Write out the whole of the material exactly.

━━━━━━━━━━━━━━━━━━━━━━━━━━━━━━

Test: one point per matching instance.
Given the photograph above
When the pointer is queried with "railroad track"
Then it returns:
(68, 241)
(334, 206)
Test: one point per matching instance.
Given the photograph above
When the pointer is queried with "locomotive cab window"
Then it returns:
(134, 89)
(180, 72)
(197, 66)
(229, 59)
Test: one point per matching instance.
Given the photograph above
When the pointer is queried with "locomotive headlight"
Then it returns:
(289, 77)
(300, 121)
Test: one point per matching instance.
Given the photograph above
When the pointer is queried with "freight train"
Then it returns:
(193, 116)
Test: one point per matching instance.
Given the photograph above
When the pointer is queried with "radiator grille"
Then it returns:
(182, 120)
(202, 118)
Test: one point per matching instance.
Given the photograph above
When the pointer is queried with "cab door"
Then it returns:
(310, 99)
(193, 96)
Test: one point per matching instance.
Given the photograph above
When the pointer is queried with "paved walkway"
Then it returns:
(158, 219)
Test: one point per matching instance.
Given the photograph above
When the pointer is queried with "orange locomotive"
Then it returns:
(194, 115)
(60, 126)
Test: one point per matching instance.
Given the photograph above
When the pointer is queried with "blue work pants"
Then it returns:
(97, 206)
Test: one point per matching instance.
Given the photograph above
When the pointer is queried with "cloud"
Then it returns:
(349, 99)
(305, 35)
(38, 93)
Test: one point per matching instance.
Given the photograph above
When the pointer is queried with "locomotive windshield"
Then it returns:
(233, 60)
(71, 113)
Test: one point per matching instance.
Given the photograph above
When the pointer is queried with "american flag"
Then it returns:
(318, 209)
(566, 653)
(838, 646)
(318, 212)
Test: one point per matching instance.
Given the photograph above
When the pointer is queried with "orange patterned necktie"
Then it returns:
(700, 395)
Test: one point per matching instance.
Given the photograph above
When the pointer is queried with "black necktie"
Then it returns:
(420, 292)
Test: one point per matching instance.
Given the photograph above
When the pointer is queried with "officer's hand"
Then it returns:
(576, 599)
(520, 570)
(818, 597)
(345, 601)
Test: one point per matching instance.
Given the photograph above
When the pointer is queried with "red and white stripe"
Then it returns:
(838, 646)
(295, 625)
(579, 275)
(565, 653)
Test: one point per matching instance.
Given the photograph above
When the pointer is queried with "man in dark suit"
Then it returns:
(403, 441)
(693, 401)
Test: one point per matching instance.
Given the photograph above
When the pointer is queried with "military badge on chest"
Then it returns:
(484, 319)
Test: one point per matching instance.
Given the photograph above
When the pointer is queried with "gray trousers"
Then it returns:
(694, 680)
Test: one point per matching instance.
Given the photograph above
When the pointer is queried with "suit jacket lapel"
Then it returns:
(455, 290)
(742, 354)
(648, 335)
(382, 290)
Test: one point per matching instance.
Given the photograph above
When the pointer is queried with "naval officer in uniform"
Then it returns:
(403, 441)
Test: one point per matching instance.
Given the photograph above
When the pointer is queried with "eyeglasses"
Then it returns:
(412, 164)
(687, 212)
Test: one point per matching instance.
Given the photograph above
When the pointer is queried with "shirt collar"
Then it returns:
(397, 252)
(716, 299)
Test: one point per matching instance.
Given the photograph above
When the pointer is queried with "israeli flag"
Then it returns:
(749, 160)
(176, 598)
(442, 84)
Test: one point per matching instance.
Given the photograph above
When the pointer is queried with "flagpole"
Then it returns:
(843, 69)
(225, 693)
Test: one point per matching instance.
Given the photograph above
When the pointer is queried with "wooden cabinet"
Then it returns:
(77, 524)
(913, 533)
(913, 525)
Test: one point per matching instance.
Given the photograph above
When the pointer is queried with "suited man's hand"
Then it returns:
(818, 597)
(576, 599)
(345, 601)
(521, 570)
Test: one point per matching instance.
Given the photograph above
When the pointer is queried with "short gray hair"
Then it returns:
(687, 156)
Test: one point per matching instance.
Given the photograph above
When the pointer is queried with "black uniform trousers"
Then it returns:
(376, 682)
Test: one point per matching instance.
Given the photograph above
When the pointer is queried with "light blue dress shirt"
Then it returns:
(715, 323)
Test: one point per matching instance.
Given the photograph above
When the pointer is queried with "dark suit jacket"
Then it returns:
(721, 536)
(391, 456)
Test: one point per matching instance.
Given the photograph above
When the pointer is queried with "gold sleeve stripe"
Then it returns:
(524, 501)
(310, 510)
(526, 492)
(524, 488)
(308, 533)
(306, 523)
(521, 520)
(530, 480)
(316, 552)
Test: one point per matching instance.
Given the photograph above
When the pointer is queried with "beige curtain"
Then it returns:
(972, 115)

━━━━━━━━━━━━━━━━━━━━━━━━━━━━━━

- **Final result**
Test: one point per matching instance.
Given the photograph above
When the pointer is queried with "railroad track"
Then it returns:
(68, 241)
(334, 206)
Test: one point per matching instance.
Given the photograph above
When the pointer is queried with "locomotive cab window"
Then it returns:
(134, 89)
(180, 72)
(197, 66)
(229, 59)
Test: one point per matching instance.
Given the photograph above
When the pointer is queried with "locomotive headlight"
Then it returns:
(289, 77)
(300, 121)
Test: one point per matching instance.
Given the photograph above
When the pointer is queried with "freight train"
Then it returns:
(193, 116)
Test: one point per matching instance.
Given the photograph above
When the pointer is queried with "radiator grille"
Then it returns:
(182, 120)
(202, 118)
Test: one point per matching instance.
Given the photograph above
When the pointer is queried with "cab door"
Then it returns:
(310, 99)
(193, 96)
Test: one point per matching instance.
Given the photograph above
When the pointer is queried with "paved walkway"
Then it returns:
(158, 219)
Test: one point per matching instance.
Given the photograph above
When the pointer is queried with "orange locomotive"
Then it returns:
(194, 115)
(60, 126)
Test: one point per matching instance.
Given the photograph above
When the pointer is queried with "blue work pants"
Then it returns:
(97, 206)
Test: one point per matching instance.
Given the photograph above
When the pointer is queried with "cloud"
Then it returns:
(349, 99)
(305, 35)
(38, 93)
Test: one point per matching instance.
Given the photograph above
When the pointer is queried with "locomotive windshield"
Then it returns:
(233, 60)
(71, 113)
Test: one point per matching instance.
Given the photograph above
When the pointer is queried with "american flag"
Then it returns:
(318, 209)
(566, 653)
(838, 646)
(318, 212)
Test: one point per matching instance.
Given the photograph above
When the pointer is queried with "orange patterned necktie"
Then it returns:
(700, 395)
Test: one point per matching instance.
Given the photograph above
When the pointer is queried with "black necktie"
Then it returns:
(420, 292)
Test: one point per matching instance.
Given the photograph above
When the pointer is queried with "officer's hand"
Then it returns:
(576, 599)
(520, 570)
(818, 597)
(345, 601)
Test: one point per matching instance.
Given the photograph above
When the pointer is queried with "red and white stripe"
Then it returns:
(838, 646)
(295, 625)
(579, 275)
(565, 653)
Test: one point per matching instance.
Given the photograph above
When the pointer is queried with "man in dark suit"
Then it returns:
(403, 441)
(693, 401)
Test: one point per matching instance.
Given the photograph above
When the pointer is queried with "military badge on chest"
Then it returns:
(484, 319)
Test: one point per matching instance.
Given the photograph above
When the pointer is queried with "gray trousers"
Then it returns:
(694, 680)
Test: one point per matching instance.
Given the photograph above
When the pointer is queried with "suit jacket lapel"
Then it returns:
(455, 290)
(742, 354)
(648, 335)
(382, 290)
Test: one point per matching instance.
Given the photograph above
When the pointer is queried with "naval officer in uniform"
Then it returns:
(403, 441)
Test: one point per matching instance.
Given the photograph above
When the pointer is queried with "eyeglasses"
Then it returns:
(412, 164)
(687, 212)
Test: one point per matching instance.
Given the photograph above
When the pointer is queried with "shirt collar"
Then it returns:
(397, 252)
(716, 299)
Test: one point per matching instance.
Given the photograph above
When the pointer is queried with "israeli flag"
Then it returns:
(749, 160)
(176, 598)
(442, 84)
Test: one point per matching instance.
Given the photograph above
When the pointer is queried with "flagpole"
Then it returns:
(843, 69)
(225, 693)
Test: one point per matching instance.
Given the photograph above
When the pointer is queried with "wooden cabinet"
Then it returns:
(77, 524)
(913, 533)
(913, 525)
Test: one point per matching instance.
Given the photograph above
When the pointer is queried with "suited man's hand"
Then it returns:
(818, 597)
(576, 599)
(345, 601)
(521, 570)
Test: one point per matching instance.
Given the photograph above
When the pointer is queried with "short gray hair"
Then it returns:
(687, 156)
Test: one point per matching instance.
Given the photograph above
When the pointer is queried with "black uniform trousers"
Then it returns:
(376, 682)
Test: one point per matching instance.
Given the photograph above
When the pointer is queried with "light blue dress shirt"
Then it returns:
(715, 323)
Test: one point per matching instance.
Given the photograph above
When the pointer is queried with "dark suit jacket"
Then it returns:
(721, 536)
(391, 456)
Test: one point per matching instance.
Given the photograph above
When the pointer is queried with "gold sleeve stripe"
Then it returns:
(524, 501)
(310, 510)
(526, 492)
(524, 488)
(308, 533)
(306, 523)
(521, 520)
(530, 480)
(316, 552)
Test: one point per matching instance.
Given the photograph above
When the pointer is queried with "beige curtain"
Then it returns:
(972, 115)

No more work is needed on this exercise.